TEXT SEGMENT.
• • •

The NFIP “offers flood insurance to homeowners, renters, and business owners if their community participates in the NFIP. Participating communities agree to adopt and enforce ordinances that meet or exceed FEMA requirements to reduce the risk of flooding.”

The NFIP “offers flood insurance, which can be purchased through property and casualty insurance agents. Rates are set and do not differ from company to company or agent to agent. These rates depend on many factors, which include the date and type of construction of your home, along with your buildings level of risk.”

The Biggert-Waters Flood Insurance Reform Act of 2012, Division F, Title II, Subtitle A of the Surface Transportation Bill (H.R.4348), reauthorized the flood insurance program for five years, set a strategy for updating flood zone maps across the U.S., and removed federal subsidies from properties in flood zones. According to FEMA: “Key provisions of the legislation will require the NFIP to raise rates to reflect true flood risk, make the program more financially stable, and change how Flood Insurance Rate Map (FIRM) updates impact policyholders. The changes will mean premium rate increases for some—but not all—policyholders over time.”

Property owners along America’s Gulf Coast are naturally outraged about the rate increases. The Mississippi Department of Insurance filed a lawsuit against the Department of Homeland Security and FEMA to try to block the rate increases. A bill was also introduced in Congress to delay the implementation of the Biggert-Waters Act for one year.

Advocates of the Constitution, federalism, and limited government are likewise outraged, but not over the flood insurance rate increases.

What is the federal government doing providing or subsidizing flood insurance?

If a specific power is not enumerated in article I, section 8, of the Constitution, the federal government is not permitted to exercise it. There were no exceptions provided in the Constitution, not even for crises or extenuating circumstances. And not only is flood insurance not mentioned in the Constitution, there are no references to floods or insurance either. Members of Congress who recite the current congressional oath of office, enacted in 1884, swear that they will “support and defend the Constitution of the United States” and “bear true faith and allegiance to the same.” This means that every member of Congress since 1968 that has voted for any bill related in any way to flood insurance is violating the very Constitution he swore to uphold. Republicans who preach limited government at election time are merely giving lip service to the idea since if they had a philosophical problem with the Federal Flood Insurance Program they could have abolished it when they had an absolute majority in both Houses of Congress under the Republican president George W. Bush.

In our federal system of government, it is only the states that can conceivably have flood insurance programs. This doesn’t mean that the states should have such things, only that whatever is not granted by the Constitution to the federal government is reserved to the states, as it clearly states in the Tenth Amendment.

The only limited government worthy of the name is a government limited to the protection of life, liberty, and property. That precludes such a government offering “services” that the private sector is perfectly capable of providing.

If the federal government can offer Americans flood insurance, then no legitimate argument can possibly be made against the federal government offering Americans fire insurance, health insurance, homeowners insurance, renters insurance, liability insurance, or life insurance.

And if the federal government can offer Americans flood insurance, then no legitimate argument can possibly be made against the federal government offering Americans any other service.

The problem with FEMA overseeing the nation’s flood insurance program is just the tip of a very deeply submerged iceberg. Not only should FEMA not be offering flood insurance, it should not be providing flood hazard data, maps of flood prone areas, or disaster assistance. FEMA, like the vast majority of the other agencies of the federal government, shouldn’t even exist in the first place.

• • •

SUPPLIED INFORMATION.
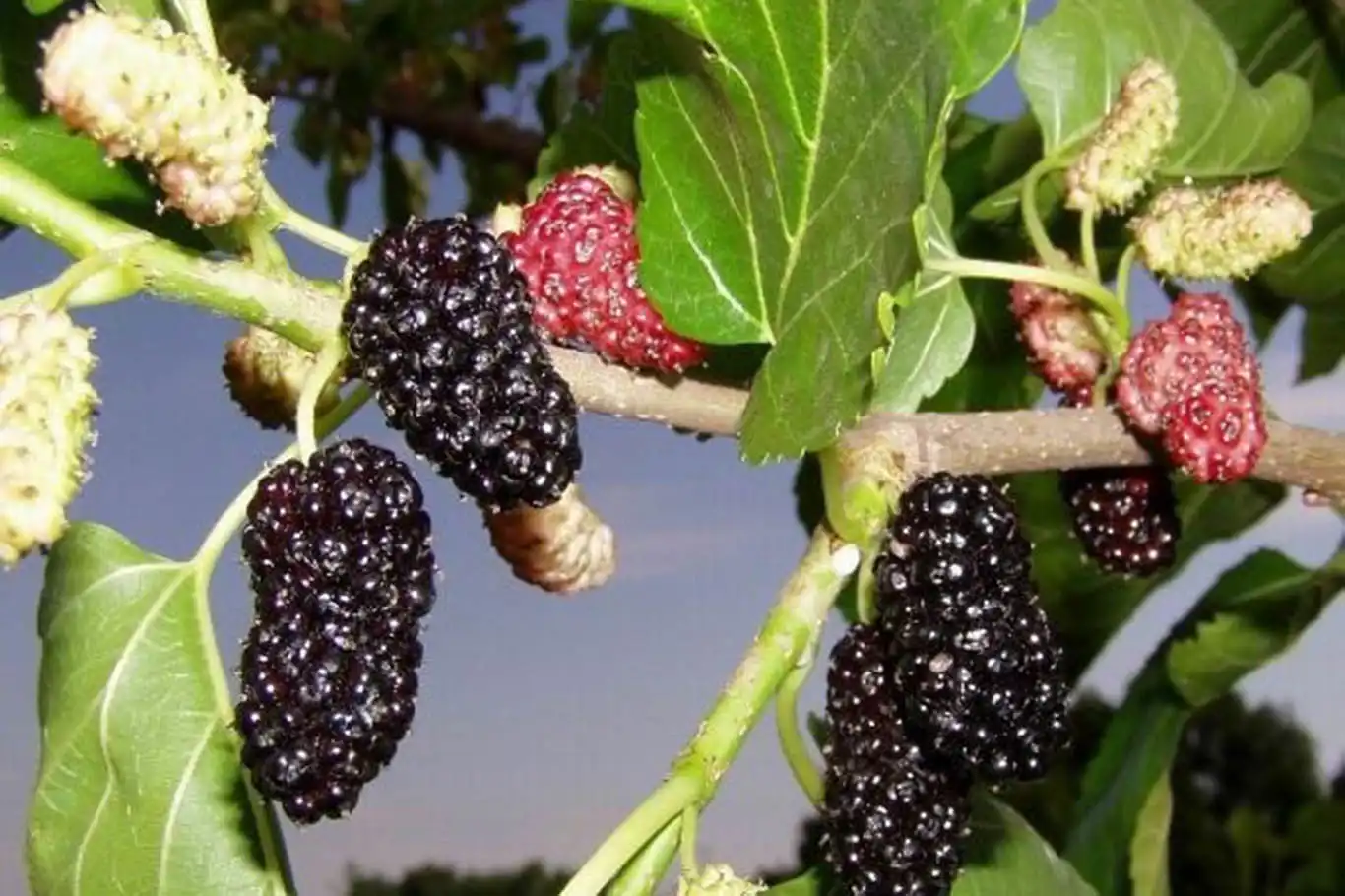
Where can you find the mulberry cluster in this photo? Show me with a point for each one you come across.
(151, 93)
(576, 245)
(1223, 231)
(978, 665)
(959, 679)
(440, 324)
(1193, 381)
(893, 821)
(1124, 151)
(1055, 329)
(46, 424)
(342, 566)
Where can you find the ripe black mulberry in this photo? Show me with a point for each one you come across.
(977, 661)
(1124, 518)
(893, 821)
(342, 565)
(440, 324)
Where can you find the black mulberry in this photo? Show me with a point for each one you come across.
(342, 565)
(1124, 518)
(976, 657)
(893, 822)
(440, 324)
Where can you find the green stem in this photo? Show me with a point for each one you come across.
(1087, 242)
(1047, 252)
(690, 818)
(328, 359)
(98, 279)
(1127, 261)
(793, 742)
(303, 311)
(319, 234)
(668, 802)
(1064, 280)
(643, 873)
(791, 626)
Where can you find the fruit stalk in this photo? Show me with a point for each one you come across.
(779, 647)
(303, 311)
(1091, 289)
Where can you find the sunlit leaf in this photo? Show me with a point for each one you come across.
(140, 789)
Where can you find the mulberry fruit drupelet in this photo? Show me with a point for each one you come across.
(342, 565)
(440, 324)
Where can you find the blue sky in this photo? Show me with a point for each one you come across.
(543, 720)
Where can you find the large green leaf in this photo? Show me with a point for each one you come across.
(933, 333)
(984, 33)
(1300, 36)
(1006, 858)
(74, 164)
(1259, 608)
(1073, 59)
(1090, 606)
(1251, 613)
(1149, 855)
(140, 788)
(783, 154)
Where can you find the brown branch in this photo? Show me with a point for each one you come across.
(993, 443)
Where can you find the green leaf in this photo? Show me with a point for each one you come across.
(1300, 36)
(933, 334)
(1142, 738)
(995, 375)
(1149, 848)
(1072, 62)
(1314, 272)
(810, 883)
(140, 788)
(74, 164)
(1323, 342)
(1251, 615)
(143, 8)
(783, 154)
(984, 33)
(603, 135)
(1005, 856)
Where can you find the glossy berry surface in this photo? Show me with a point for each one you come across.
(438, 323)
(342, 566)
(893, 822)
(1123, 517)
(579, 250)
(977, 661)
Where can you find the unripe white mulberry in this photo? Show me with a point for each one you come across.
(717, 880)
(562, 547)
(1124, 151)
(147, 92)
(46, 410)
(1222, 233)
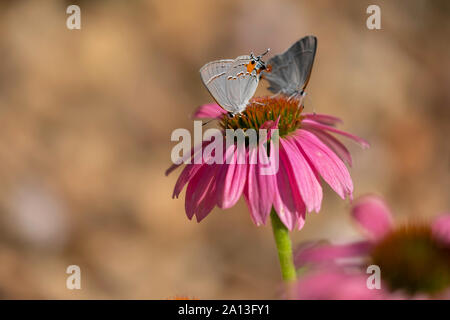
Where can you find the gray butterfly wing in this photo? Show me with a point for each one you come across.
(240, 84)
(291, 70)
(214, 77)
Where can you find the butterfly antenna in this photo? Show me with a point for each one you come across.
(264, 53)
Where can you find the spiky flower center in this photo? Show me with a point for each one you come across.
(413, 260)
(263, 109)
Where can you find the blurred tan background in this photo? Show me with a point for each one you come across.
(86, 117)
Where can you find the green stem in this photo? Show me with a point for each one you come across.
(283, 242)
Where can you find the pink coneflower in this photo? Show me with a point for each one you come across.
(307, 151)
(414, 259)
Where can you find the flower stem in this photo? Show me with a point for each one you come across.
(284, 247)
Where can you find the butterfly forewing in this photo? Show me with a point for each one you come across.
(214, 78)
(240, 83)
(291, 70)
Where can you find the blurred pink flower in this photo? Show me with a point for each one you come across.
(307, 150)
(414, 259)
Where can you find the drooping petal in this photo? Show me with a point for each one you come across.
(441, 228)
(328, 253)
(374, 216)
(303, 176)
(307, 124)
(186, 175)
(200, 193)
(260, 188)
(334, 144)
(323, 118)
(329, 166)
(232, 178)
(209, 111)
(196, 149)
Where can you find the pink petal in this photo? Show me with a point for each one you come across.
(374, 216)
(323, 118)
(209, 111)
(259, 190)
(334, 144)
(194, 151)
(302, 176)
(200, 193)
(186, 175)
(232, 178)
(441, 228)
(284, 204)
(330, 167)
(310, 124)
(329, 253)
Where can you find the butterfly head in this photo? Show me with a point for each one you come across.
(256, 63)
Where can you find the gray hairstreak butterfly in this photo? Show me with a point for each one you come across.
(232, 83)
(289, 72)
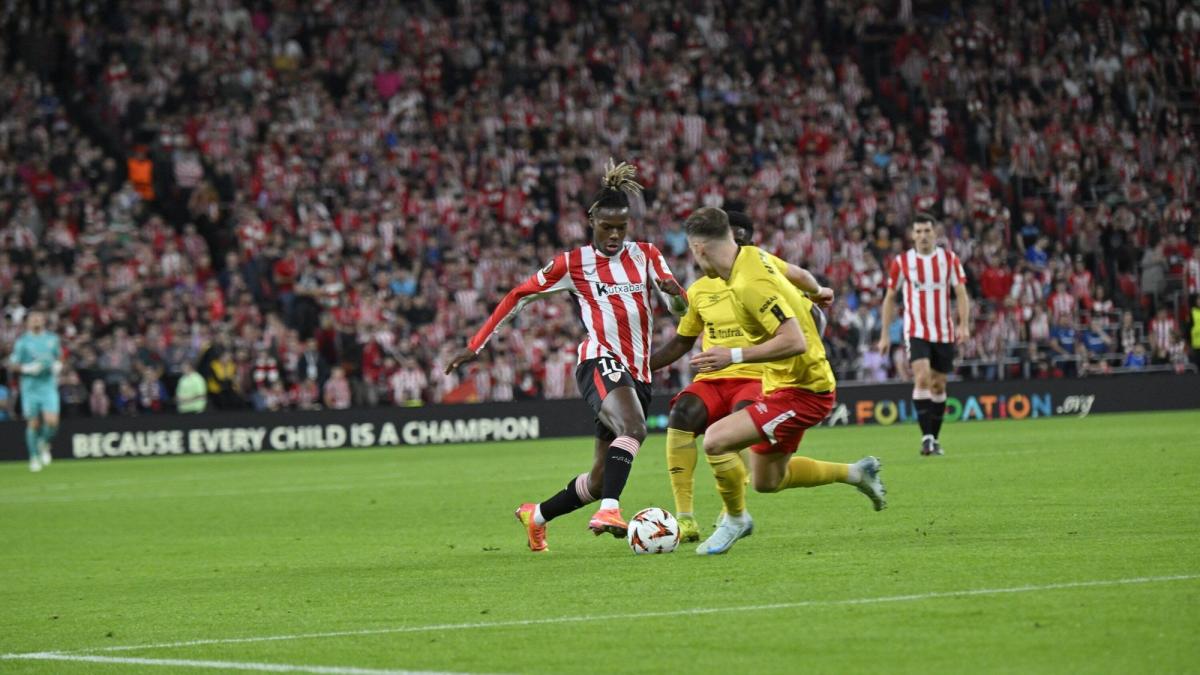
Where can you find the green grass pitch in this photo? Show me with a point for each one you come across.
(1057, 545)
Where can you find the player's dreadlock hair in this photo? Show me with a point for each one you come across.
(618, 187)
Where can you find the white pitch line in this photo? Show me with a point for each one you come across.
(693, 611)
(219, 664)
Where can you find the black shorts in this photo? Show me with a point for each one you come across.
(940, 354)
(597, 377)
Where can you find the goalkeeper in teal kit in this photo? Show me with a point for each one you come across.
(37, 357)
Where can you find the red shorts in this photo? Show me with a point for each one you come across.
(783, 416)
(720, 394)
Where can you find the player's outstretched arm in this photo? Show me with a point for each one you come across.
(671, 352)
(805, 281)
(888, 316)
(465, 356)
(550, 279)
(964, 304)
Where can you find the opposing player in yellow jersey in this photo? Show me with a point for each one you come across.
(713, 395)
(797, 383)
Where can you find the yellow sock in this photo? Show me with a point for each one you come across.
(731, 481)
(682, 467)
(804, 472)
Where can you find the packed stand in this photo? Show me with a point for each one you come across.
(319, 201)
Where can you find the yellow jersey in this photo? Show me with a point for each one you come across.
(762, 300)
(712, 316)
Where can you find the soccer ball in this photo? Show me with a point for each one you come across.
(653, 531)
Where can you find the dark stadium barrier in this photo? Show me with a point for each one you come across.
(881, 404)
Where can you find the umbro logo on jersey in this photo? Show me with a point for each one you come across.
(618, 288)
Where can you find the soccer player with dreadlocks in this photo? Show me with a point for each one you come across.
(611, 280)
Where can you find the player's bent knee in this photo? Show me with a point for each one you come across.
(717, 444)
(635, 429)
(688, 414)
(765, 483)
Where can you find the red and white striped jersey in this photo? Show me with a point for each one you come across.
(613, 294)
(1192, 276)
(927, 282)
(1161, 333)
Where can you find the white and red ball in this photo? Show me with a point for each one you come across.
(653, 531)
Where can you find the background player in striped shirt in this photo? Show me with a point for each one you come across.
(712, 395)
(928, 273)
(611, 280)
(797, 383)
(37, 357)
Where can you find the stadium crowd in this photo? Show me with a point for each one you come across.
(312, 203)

• • •

REQUIRED WORK.
a) Decide whether each statement agrees with the text on federal flood insurance, and support each verdict with the deciding words quoted from it: (i) NFIP flood insurance rates vary from one agent to another; (ii) the Mississippi Department of Insurance sued to try to block the rate increases; (iii) the current congressional oath of office was enacted in 1968.
b) Reproduce the text on federal flood insurance verbatim, taking everything from "In our federal" down to "or life insurance.".

ANSWERS TO THE EXERCISES.
a)
(i) No: "Rates are set and do not differ from company to company or agent to agent."
(ii) Yes: "The Mississippi Department of Insurance filed a lawsuit against the Department of Homeland Security and FEMA to try to block the rate increases."
(iii) No: "the current congressional oath of office, enacted in 1884"

b)
In our federal system of government, it is only the states that can conceivably have flood insurance programs. This doesn’t mean that the states should have such things, only that whatever is not granted by the Constitution to the federal government is reserved to the states, as it clearly states in the Tenth Amendment.

The only limited government worthy of the name is a government limited to the protection of life, liberty, and property. That precludes such a government offering “services” that the private sector is perfectly capable of providing.

If the federal government can offer Americans flood insurance, then no legitimate argument can possibly be made against the federal government offering Americans fire insurance, health insurance, homeowners insurance, renters insurance, liability insurance, or life insurance.